### What to produce
From the first line of the records through the line containing "Target: person's arm", retype every line exactly and nothing else.

*** Available data

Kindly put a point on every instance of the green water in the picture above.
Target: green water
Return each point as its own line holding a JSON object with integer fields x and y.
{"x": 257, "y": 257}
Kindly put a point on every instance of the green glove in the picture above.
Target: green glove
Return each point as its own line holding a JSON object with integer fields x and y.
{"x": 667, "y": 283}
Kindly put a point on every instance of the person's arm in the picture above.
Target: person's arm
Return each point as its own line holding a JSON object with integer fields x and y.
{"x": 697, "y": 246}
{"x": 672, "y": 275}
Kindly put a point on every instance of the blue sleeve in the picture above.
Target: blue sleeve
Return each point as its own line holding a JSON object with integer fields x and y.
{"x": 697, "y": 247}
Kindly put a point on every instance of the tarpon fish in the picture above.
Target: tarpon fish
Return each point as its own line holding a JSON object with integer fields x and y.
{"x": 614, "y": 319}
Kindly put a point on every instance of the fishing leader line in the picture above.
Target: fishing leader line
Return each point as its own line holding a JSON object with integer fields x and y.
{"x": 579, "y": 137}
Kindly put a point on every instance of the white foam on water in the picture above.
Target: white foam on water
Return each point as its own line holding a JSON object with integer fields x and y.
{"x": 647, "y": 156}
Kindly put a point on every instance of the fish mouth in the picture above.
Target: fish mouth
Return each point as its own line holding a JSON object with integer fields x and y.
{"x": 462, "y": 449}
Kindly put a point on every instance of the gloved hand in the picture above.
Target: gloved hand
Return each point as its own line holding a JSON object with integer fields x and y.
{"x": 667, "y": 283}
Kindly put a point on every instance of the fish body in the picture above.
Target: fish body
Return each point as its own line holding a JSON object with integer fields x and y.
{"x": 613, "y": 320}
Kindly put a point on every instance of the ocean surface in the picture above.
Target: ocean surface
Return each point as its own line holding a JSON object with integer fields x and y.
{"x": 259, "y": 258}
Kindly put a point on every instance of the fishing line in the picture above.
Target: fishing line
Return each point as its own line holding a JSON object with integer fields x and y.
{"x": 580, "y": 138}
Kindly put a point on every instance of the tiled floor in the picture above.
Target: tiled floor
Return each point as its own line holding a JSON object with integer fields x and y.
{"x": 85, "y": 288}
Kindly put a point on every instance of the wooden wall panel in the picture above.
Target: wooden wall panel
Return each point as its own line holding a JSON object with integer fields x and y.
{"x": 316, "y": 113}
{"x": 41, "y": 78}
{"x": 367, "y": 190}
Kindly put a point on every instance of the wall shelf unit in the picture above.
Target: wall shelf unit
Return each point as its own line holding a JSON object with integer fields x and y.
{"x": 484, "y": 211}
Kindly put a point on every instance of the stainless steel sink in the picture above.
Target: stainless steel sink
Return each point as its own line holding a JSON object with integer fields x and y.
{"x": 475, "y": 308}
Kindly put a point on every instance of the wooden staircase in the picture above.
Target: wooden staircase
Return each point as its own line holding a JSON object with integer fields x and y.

******

### Written response
Kindly put a point on every instance of the green water in the picture above.
Target: green water
Return each point as its own line holding a JSON object with integer fields x and y.
{"x": 257, "y": 257}
Kindly put a point on every instance of the green glove in the picture above.
Target: green glove
Return each point as its own line holding a JSON object with integer fields x and y.
{"x": 667, "y": 283}
Kindly put a point on every instance of the person's arm in the picture above.
Target: person's arm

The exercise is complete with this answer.